#### DOCUMENT
━━━━━━━━━━━━━━━━━━━━━━━━━━━━━━

Based in Shanghai, the New Development Bank has largely ceased issuing new loans, the report said.

The institution came about eight years ago through the collective effort of the BRICS: Brazil, Russia, India, China, and South Africa.

It was meant to establish an alternative to US-dominated, dollar-based financial institutions like the International Monetary Fund and dovetailed with Beijing’s efforts to erode the greenback’s status. Its lending was aggressive, and committed loans climbed from $1 billion in 2017 to $30 billion in 2022.

But to provide capital to developing economies, the New Development Bank had to borrow from Wall Street as well as Chinese lenders. So despite its mission to de-dollarize lending, about two-thirds of its own borrowings were dollar-denominated, the Journal said.

But after Russia’s invasion of Ukraine last year, Wall Street backers were less willing to lend to a bank that was nearly 20% owned by Moscow.

━━━━━━━━━━━━━━━━━━━━━━━━━━━━━━

#### REQUIREMENT A
Reproduce the stretch of the New Development Bank text from "Based in Shanghai, the" through "billion in 2022.".

━━━━━━━━━━━━━━━━━━━━━━━━━━━━━━

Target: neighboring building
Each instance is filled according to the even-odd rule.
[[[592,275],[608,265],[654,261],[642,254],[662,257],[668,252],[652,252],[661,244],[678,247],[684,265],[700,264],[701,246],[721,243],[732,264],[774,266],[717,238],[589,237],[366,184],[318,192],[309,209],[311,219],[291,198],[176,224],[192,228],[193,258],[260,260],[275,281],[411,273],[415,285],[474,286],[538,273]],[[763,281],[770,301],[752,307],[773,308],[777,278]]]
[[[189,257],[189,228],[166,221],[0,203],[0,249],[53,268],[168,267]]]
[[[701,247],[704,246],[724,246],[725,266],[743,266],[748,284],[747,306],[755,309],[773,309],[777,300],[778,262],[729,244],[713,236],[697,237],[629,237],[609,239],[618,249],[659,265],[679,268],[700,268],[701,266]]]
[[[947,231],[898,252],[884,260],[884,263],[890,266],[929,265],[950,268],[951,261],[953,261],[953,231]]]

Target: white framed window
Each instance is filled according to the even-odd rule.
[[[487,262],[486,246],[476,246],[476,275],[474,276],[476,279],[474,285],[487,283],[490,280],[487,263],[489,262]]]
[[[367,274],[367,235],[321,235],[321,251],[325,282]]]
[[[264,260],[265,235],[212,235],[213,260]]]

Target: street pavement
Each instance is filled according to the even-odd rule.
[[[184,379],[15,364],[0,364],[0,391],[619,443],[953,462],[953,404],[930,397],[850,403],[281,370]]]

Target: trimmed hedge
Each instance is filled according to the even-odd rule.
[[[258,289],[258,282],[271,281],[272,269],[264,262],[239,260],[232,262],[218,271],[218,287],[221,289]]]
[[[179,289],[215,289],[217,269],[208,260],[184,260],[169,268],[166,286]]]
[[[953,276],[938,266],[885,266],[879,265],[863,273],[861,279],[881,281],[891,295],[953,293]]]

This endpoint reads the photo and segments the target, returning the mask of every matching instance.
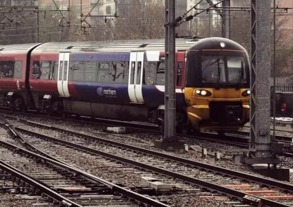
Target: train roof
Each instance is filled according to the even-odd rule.
[[[203,39],[181,38],[176,40],[176,49],[187,50],[212,48],[223,49],[220,43],[224,42],[227,48],[244,50],[232,40],[212,37]],[[32,53],[50,52],[130,52],[131,51],[164,51],[165,40],[114,40],[109,41],[55,42],[0,46],[0,54],[25,53],[33,48]]]
[[[187,50],[197,40],[179,38],[176,41],[176,49]],[[162,39],[115,40],[111,41],[48,43],[34,49],[34,52],[45,51],[130,52],[131,51],[163,51],[165,40]]]
[[[0,45],[0,55],[1,54],[26,54],[31,49],[39,45],[40,44]]]

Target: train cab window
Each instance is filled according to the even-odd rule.
[[[222,57],[202,57],[202,76],[203,83],[216,83],[226,82],[225,66]]]
[[[183,62],[178,62],[177,65],[177,78],[176,86],[181,86],[182,85],[182,72],[183,70]]]
[[[130,76],[130,84],[134,84],[134,74],[135,74],[135,62],[131,62],[131,74]]]
[[[229,83],[236,84],[247,82],[244,60],[242,57],[228,57],[227,66]]]

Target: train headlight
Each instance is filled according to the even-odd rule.
[[[206,96],[207,95],[207,91],[205,91],[204,90],[203,90],[202,91],[201,91],[201,92],[200,92],[200,95],[201,96]]]
[[[250,95],[250,93],[251,92],[250,90],[246,90],[242,92],[242,96],[248,96]]]
[[[212,93],[206,90],[197,89],[195,91],[195,93],[202,96],[209,96],[212,95]]]

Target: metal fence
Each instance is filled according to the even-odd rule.
[[[276,116],[293,117],[293,84],[288,79],[276,79]],[[271,91],[273,92],[273,81],[271,81]],[[272,95],[273,94],[271,93]],[[273,106],[273,97],[271,96],[271,106]],[[273,116],[273,107],[271,107]]]

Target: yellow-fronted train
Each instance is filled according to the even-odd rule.
[[[0,46],[0,105],[164,123],[164,41]],[[249,62],[222,38],[176,40],[177,128],[237,130],[249,120]]]

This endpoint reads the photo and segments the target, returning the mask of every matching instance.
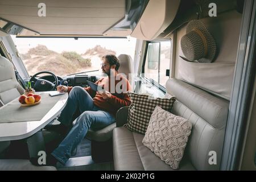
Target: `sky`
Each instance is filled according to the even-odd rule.
[[[117,55],[125,53],[134,57],[136,39],[114,38],[17,38],[11,35],[18,51],[20,53],[26,53],[30,48],[38,44],[45,45],[52,51],[61,53],[63,51],[75,51],[83,53],[89,48],[100,45],[107,49],[115,51]]]

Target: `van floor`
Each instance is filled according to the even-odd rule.
[[[77,146],[65,166],[57,164],[58,171],[113,171],[113,162],[95,163],[92,159],[91,142],[86,138]]]

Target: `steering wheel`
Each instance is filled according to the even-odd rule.
[[[36,77],[36,76],[42,73],[51,75],[54,77],[54,79],[55,79],[55,84],[44,79],[38,78]],[[57,85],[58,85],[58,78],[57,78],[57,76],[53,73],[48,71],[40,72],[35,74],[30,78],[30,81],[31,82],[32,81],[35,82],[33,88],[37,92],[52,91],[56,88]]]

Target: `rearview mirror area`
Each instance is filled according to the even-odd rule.
[[[159,63],[160,43],[149,43],[148,47],[148,63],[147,68],[150,69],[158,69]]]

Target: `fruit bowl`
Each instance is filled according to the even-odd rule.
[[[28,107],[28,106],[35,106],[36,105],[39,104],[40,102],[41,102],[41,100],[40,100],[38,102],[35,102],[33,104],[22,104],[21,106],[22,107]]]
[[[22,95],[19,98],[19,102],[23,107],[32,106],[40,104],[41,96],[29,93],[27,96]]]

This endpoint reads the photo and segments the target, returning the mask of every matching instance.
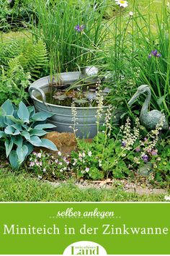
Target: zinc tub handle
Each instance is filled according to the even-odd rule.
[[[30,95],[30,97],[31,98],[33,98],[33,95],[32,95],[32,92],[33,90],[36,90],[37,92],[40,93],[40,95],[41,95],[41,97],[42,97],[42,102],[45,105],[45,106],[48,106],[48,104],[46,103],[45,102],[45,95],[44,93],[44,91],[40,88],[36,88],[35,87],[31,87],[29,88],[29,93]]]

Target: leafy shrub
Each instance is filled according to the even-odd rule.
[[[170,182],[170,141],[163,140],[158,145],[158,155],[152,159],[153,175],[151,181],[164,185]]]
[[[7,22],[7,16],[11,13],[8,0],[0,0],[0,30],[5,30],[10,26]]]
[[[40,124],[52,114],[35,113],[33,106],[27,107],[22,102],[17,108],[9,100],[4,102],[0,111],[1,142],[5,145],[6,157],[13,168],[19,167],[32,152],[33,146],[57,150],[51,141],[40,138],[48,132],[44,129],[54,127],[50,124]]]
[[[0,59],[5,70],[9,69],[9,61],[17,58],[24,72],[30,72],[31,80],[40,78],[44,74],[48,64],[47,50],[45,43],[25,39],[8,42],[0,45]]]
[[[27,88],[30,85],[30,74],[25,73],[20,65],[19,59],[12,59],[8,64],[8,69],[1,67],[0,76],[0,105],[9,99],[16,105],[21,101],[27,101],[28,93]]]
[[[153,163],[156,158],[161,157],[157,147],[162,126],[161,122],[154,130],[146,133],[140,126],[138,119],[134,127],[128,119],[125,126],[117,135],[114,133],[112,138],[106,132],[99,132],[91,143],[79,140],[79,151],[71,155],[72,165],[78,177],[95,180],[133,176],[148,162],[152,163],[151,171],[157,171],[158,166]],[[167,176],[166,171],[164,173]]]
[[[57,158],[42,150],[40,153],[33,152],[27,164],[29,170],[39,179],[48,180],[64,179],[68,177],[68,171],[70,171],[69,161],[62,156],[60,151]]]

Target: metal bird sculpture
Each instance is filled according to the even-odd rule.
[[[151,98],[151,92],[148,85],[143,85],[138,87],[137,92],[128,102],[129,106],[131,106],[139,95],[145,93],[147,93],[147,96],[140,114],[141,124],[148,129],[153,129],[156,128],[156,124],[160,122],[161,119],[163,119],[164,125],[162,129],[168,129],[169,124],[166,120],[165,116],[161,111],[158,110],[148,111],[148,106]]]

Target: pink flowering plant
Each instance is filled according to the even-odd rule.
[[[35,174],[38,179],[50,180],[64,179],[68,176],[69,161],[58,151],[57,157],[40,150],[34,151],[30,156],[27,163],[28,169]]]

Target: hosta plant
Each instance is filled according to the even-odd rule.
[[[35,113],[33,106],[27,107],[22,101],[18,108],[9,100],[1,106],[0,138],[13,168],[19,167],[32,152],[34,146],[57,150],[50,140],[40,138],[48,133],[44,129],[55,127],[53,124],[45,124],[52,116],[48,112]]]

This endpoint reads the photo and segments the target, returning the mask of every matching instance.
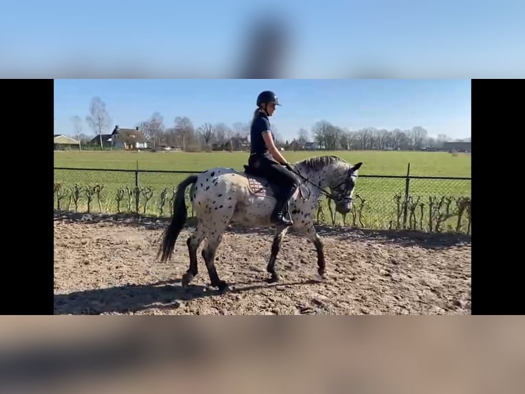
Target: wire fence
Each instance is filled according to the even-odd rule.
[[[54,205],[86,213],[169,217],[177,185],[198,172],[54,168]],[[319,200],[318,223],[371,229],[470,234],[470,178],[359,175],[352,211]],[[188,213],[193,215],[186,190]]]

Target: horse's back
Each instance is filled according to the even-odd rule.
[[[235,196],[243,201],[250,196],[273,197],[273,190],[268,180],[244,166],[244,172],[228,167],[214,167],[198,174],[196,187],[206,192],[210,196],[221,198]],[[227,197],[227,198],[228,198]]]

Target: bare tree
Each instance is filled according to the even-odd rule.
[[[211,124],[205,123],[197,129],[197,131],[199,132],[199,134],[202,137],[202,139],[204,140],[204,143],[206,143],[206,148],[207,148],[208,144],[215,135],[215,131],[213,129],[213,126],[212,126]]]
[[[306,143],[310,139],[310,135],[308,132],[304,128],[300,128],[297,135],[299,138],[297,138],[297,141],[301,146],[304,146],[304,144]]]
[[[89,108],[90,115],[86,117],[86,121],[100,137],[100,149],[103,149],[102,143],[102,132],[104,131],[110,124],[111,124],[111,118],[106,109],[106,103],[99,97],[95,97],[91,100],[91,105]]]
[[[232,135],[232,129],[223,123],[219,123],[215,125],[215,139],[222,148],[224,144],[228,141]]]
[[[164,117],[158,112],[155,112],[146,121],[143,121],[139,126],[144,135],[153,141],[153,148],[156,149],[157,141],[164,132]]]
[[[195,139],[195,133],[193,124],[188,117],[178,116],[175,118],[175,135],[182,146],[182,150]]]
[[[73,122],[73,128],[75,130],[75,135],[77,136],[78,139],[78,149],[82,150],[82,143],[80,142],[80,135],[82,133],[82,118],[75,115],[71,117],[71,121]]]

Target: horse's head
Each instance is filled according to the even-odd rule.
[[[354,188],[357,180],[357,170],[362,165],[363,163],[361,162],[355,165],[348,165],[347,170],[345,169],[342,173],[339,173],[339,176],[334,178],[333,185],[330,186],[331,194],[335,202],[335,210],[339,213],[344,215],[352,209]]]

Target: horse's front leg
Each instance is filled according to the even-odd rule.
[[[310,240],[315,246],[315,250],[317,251],[317,272],[321,277],[324,276],[326,263],[324,260],[324,252],[323,251],[323,241],[315,231],[313,222],[308,223],[304,228],[304,231]]]
[[[279,274],[276,272],[276,260],[279,249],[281,247],[282,238],[286,235],[288,227],[284,226],[278,226],[273,233],[273,242],[271,244],[271,254],[266,270],[270,274],[271,277],[268,280],[269,283],[277,282],[280,279]]]

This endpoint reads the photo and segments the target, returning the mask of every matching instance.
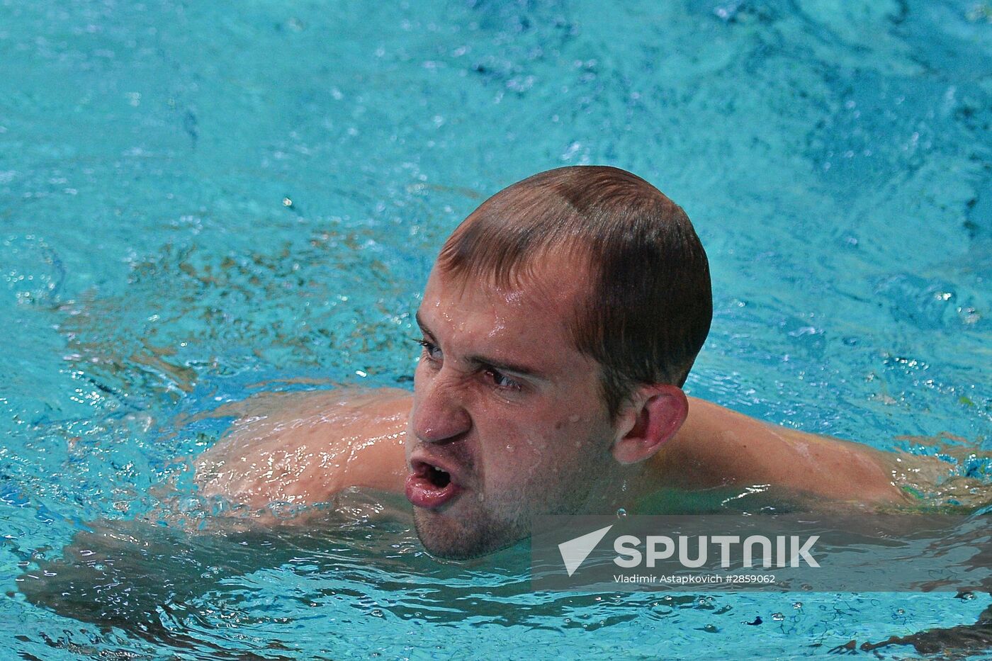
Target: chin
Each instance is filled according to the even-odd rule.
[[[417,536],[428,553],[445,560],[469,560],[513,546],[530,535],[521,526],[482,516],[454,517],[414,508]]]

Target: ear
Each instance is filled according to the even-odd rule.
[[[620,463],[644,462],[671,439],[688,416],[688,400],[682,388],[670,384],[645,386],[617,425],[617,440],[610,452]]]

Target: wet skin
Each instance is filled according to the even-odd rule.
[[[248,402],[196,462],[203,492],[252,507],[326,501],[349,486],[403,492],[425,547],[455,558],[527,537],[537,514],[612,512],[662,489],[906,500],[884,453],[766,425],[675,386],[637,390],[611,420],[599,367],[564,323],[580,268],[550,258],[509,289],[435,269],[418,312],[413,397],[341,390]]]

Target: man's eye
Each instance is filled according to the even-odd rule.
[[[417,343],[424,347],[424,356],[429,360],[440,360],[440,348],[434,342],[426,339],[418,339]]]
[[[520,390],[520,383],[495,369],[487,369],[486,376],[492,379],[493,385],[502,390]]]

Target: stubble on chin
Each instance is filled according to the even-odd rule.
[[[428,553],[445,560],[469,560],[495,553],[527,538],[518,524],[467,515],[459,519],[426,510],[414,510],[414,527]]]

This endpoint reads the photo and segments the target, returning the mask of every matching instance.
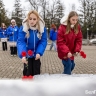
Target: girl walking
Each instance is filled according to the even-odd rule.
[[[67,18],[61,19],[57,35],[58,57],[62,59],[64,74],[71,74],[75,67],[73,54],[77,56],[81,46],[82,32],[78,21],[78,14],[72,11]]]
[[[22,25],[18,34],[17,48],[18,55],[24,63],[23,75],[38,75],[41,66],[40,57],[47,45],[45,23],[37,11],[32,10],[23,20]],[[28,56],[29,50],[33,53],[31,56]],[[22,56],[22,52],[26,52],[27,56]]]

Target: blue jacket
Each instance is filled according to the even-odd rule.
[[[55,41],[57,40],[57,32],[54,29],[50,30],[50,40]]]
[[[9,26],[7,28],[7,35],[9,37],[9,41],[17,41],[18,31],[19,31],[18,26],[14,26],[14,27]],[[14,32],[14,34],[12,34],[12,32]]]
[[[0,28],[0,38],[6,38],[6,37],[7,37],[7,29]]]
[[[42,56],[47,45],[46,28],[44,28],[44,32],[42,33],[41,39],[37,37],[37,30],[29,29],[28,31],[30,36],[29,38],[26,38],[26,33],[23,31],[23,27],[21,27],[19,30],[17,40],[17,49],[19,57],[22,58],[22,52],[25,51],[27,53],[28,50],[32,50],[34,53],[33,56],[30,56],[29,58],[35,58],[36,54],[40,54],[40,56]]]

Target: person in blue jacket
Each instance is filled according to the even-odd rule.
[[[14,19],[11,20],[11,25],[7,28],[7,35],[9,37],[9,46],[11,51],[11,56],[17,55],[17,38],[18,38],[19,28],[16,25],[16,21]]]
[[[0,38],[2,42],[2,50],[7,51],[7,28],[6,28],[5,23],[1,24]]]
[[[40,57],[43,55],[46,45],[47,35],[45,22],[37,11],[32,10],[23,20],[17,40],[18,55],[24,64],[24,76],[40,74]],[[28,56],[28,50],[33,52],[32,56]],[[22,52],[26,52],[27,56],[22,56]],[[28,58],[28,62],[26,58]],[[28,66],[27,69],[26,66]]]
[[[50,40],[52,41],[50,45],[50,50],[52,50],[52,47],[54,46],[54,50],[57,51],[57,46],[56,46],[56,40],[57,40],[57,28],[55,24],[51,25],[50,29]]]

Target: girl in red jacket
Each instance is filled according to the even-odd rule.
[[[57,35],[58,57],[62,59],[64,74],[71,74],[75,67],[74,56],[80,52],[82,46],[82,32],[78,22],[78,14],[71,11],[68,17],[61,19]]]

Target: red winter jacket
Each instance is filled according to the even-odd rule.
[[[60,59],[67,57],[67,54],[69,52],[71,52],[72,54],[75,52],[80,52],[82,46],[82,32],[80,26],[78,27],[78,34],[75,34],[73,29],[71,29],[71,32],[69,34],[65,34],[66,27],[66,25],[61,24],[58,29],[57,50],[58,57]],[[72,56],[70,59],[74,60],[74,57]]]

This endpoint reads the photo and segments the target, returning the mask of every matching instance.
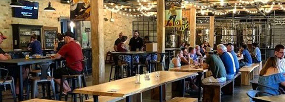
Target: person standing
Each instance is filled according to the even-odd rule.
[[[221,83],[227,80],[227,73],[222,60],[217,56],[214,54],[213,49],[207,47],[205,52],[207,56],[203,66],[203,69],[208,69],[213,75],[206,78],[202,80],[203,83]]]
[[[228,52],[231,54],[235,61],[235,65],[236,72],[239,71],[239,59],[237,58],[237,54],[233,50],[234,46],[233,44],[231,43],[228,43],[227,45],[227,49]]]
[[[65,42],[63,40],[63,35],[60,33],[58,33],[57,35],[57,39],[58,40],[59,42],[58,42],[54,45],[54,51],[57,52],[59,51],[62,46],[65,44]]]
[[[232,79],[235,73],[235,62],[231,53],[227,52],[227,48],[223,44],[217,46],[217,52],[219,55],[227,72],[227,79]]]
[[[137,48],[142,50],[143,49],[143,40],[139,36],[139,34],[140,33],[138,31],[134,31],[134,37],[131,39],[129,43],[131,51],[136,51]]]
[[[241,45],[241,48],[239,49],[239,51],[244,58],[239,63],[239,67],[241,68],[245,66],[250,66],[252,64],[252,59],[251,56],[249,52],[247,46],[245,44]]]
[[[81,74],[83,69],[83,64],[80,61],[84,59],[82,50],[80,46],[74,41],[74,34],[71,31],[67,31],[64,36],[66,44],[54,55],[54,59],[59,59],[64,58],[66,61],[66,68],[59,68],[54,72],[53,77],[55,82],[60,85],[62,75]],[[63,85],[64,94],[66,94],[71,91],[67,81],[65,81]]]
[[[33,34],[31,36],[32,42],[29,45],[28,49],[32,52],[32,54],[38,54],[42,55],[42,45],[40,42],[37,40],[38,36]]]
[[[114,44],[113,48],[114,50],[116,52],[118,52],[118,50],[117,49],[117,46],[121,42],[121,39],[122,39],[122,37],[123,36],[123,35],[124,33],[122,32],[120,33],[120,34],[119,34],[119,38],[117,39],[116,40],[116,41],[115,41],[115,44]]]
[[[254,43],[252,44],[253,47],[254,49],[251,54],[252,63],[259,63],[261,61],[261,53],[260,50],[257,47],[257,43]]]
[[[279,44],[275,46],[274,48],[274,56],[277,58],[278,69],[280,73],[285,73],[285,59],[284,53],[285,53],[285,47],[283,45]]]

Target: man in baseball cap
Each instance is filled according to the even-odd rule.
[[[202,82],[204,83],[223,82],[227,80],[227,73],[223,62],[219,57],[213,53],[213,49],[207,47],[205,51],[207,58],[203,68],[211,70],[213,75],[203,79]]]

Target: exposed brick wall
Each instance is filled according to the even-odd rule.
[[[69,17],[70,6],[60,3],[59,0],[51,0],[52,7],[56,11],[50,12],[44,11],[47,7],[48,1],[28,0],[39,3],[38,17],[37,19],[25,19],[12,17],[12,8],[9,7],[11,0],[0,0],[0,31],[8,37],[4,41],[1,47],[5,51],[13,50],[12,26],[11,24],[43,25],[44,26],[57,27],[60,31],[60,24],[58,18],[62,17]]]

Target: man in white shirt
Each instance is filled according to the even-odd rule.
[[[277,62],[278,67],[280,73],[285,73],[285,59],[284,59],[284,53],[285,53],[285,47],[283,45],[279,44],[275,46],[274,48],[274,56],[278,58]]]

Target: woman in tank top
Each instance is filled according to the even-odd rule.
[[[181,58],[183,57],[183,53],[181,50],[175,50],[175,57],[171,60],[169,63],[169,68],[175,68],[181,66]]]

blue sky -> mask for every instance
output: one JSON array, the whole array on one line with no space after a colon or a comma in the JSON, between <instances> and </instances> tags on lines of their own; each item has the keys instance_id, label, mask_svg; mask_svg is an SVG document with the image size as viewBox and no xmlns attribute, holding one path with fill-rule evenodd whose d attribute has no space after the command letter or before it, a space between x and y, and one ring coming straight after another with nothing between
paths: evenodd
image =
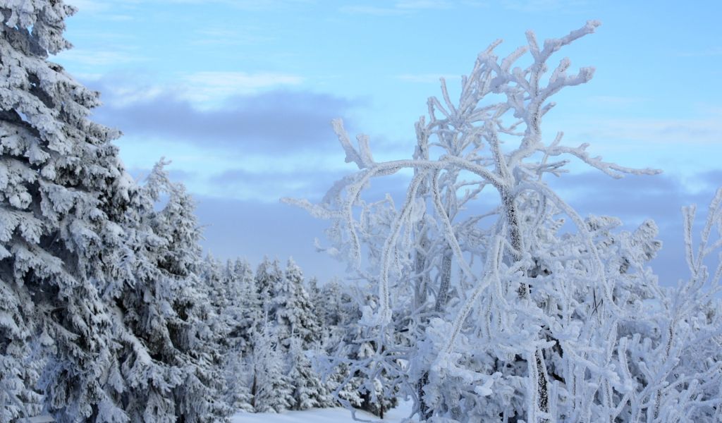
<instances>
[{"instance_id":1,"label":"blue sky","mask_svg":"<svg viewBox=\"0 0 722 423\"><path fill-rule=\"evenodd\" d=\"M685 276L679 207L722 185L718 1L69 3L80 9L67 22L75 48L55 60L101 91L95 119L123 131L131 173L173 161L209 225L205 246L222 258L293 256L308 274L340 271L313 249L323 223L278 202L318 199L353 171L330 120L370 134L377 159L409 157L439 77L453 87L496 38L510 52L528 29L544 39L590 19L602 26L562 54L595 66L594 78L557 96L544 134L665 173L614 180L575 166L554 186L583 214L655 219L666 243L656 269L669 284Z\"/></svg>"}]
</instances>

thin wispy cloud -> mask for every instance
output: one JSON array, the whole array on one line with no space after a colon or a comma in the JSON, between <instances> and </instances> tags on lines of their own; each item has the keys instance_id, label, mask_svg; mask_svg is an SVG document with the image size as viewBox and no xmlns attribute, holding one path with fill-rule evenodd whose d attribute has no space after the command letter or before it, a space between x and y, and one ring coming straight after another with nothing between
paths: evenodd
<instances>
[{"instance_id":1,"label":"thin wispy cloud","mask_svg":"<svg viewBox=\"0 0 722 423\"><path fill-rule=\"evenodd\" d=\"M214 102L270 88L300 85L303 81L300 76L287 74L232 71L196 72L178 79L185 87L180 97L196 103Z\"/></svg>"},{"instance_id":2,"label":"thin wispy cloud","mask_svg":"<svg viewBox=\"0 0 722 423\"><path fill-rule=\"evenodd\" d=\"M440 79L443 78L446 81L454 81L461 79L458 75L444 74L402 74L395 77L399 81L405 82L413 82L418 84L440 84Z\"/></svg>"},{"instance_id":3,"label":"thin wispy cloud","mask_svg":"<svg viewBox=\"0 0 722 423\"><path fill-rule=\"evenodd\" d=\"M586 0L503 0L502 5L510 10L523 12L576 10L588 6Z\"/></svg>"},{"instance_id":4,"label":"thin wispy cloud","mask_svg":"<svg viewBox=\"0 0 722 423\"><path fill-rule=\"evenodd\" d=\"M710 47L696 51L680 51L676 54L677 57L713 57L722 56L722 46Z\"/></svg>"},{"instance_id":5,"label":"thin wispy cloud","mask_svg":"<svg viewBox=\"0 0 722 423\"><path fill-rule=\"evenodd\" d=\"M455 4L445 0L400 0L398 1L378 1L373 4L352 4L342 6L344 13L393 16L408 14L425 10L442 10L453 8L456 5L469 5L468 3Z\"/></svg>"},{"instance_id":6,"label":"thin wispy cloud","mask_svg":"<svg viewBox=\"0 0 722 423\"><path fill-rule=\"evenodd\" d=\"M104 49L66 50L56 56L61 62L70 62L74 65L88 68L108 65L129 65L148 60L136 51Z\"/></svg>"}]
</instances>

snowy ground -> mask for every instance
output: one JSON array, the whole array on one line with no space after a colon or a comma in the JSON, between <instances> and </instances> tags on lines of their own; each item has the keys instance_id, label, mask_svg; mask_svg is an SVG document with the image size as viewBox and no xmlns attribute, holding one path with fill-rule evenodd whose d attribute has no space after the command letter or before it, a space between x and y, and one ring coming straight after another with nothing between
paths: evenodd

━━━━━━━━━━━━━━━━━━━━━━━━━━━━━━

#### REQUIREMENT B
Select and copy out every line in the entries that contains the word "window".

#### COMPLETE RESPONSE A
Based in Shanghai, the New Development Bank has largely ceased issuing new loans, the report said.

The institution came about eight years ago through the collective effort of the BRICS: Brazil, Russia, India, China, and South Africa.

It was meant to establish an alternative to US-dominated, dollar-based financial institutions like the International Monetary Fund and dovetailed with Beijing’s efforts to erode the greenback’s status. Its lending was aggressive, and committed loans climbed from $1 billion in 2017 to $30 billion in 2022.

#### COMPLETE RESPONSE B
Target: white framed window
Target: train cab window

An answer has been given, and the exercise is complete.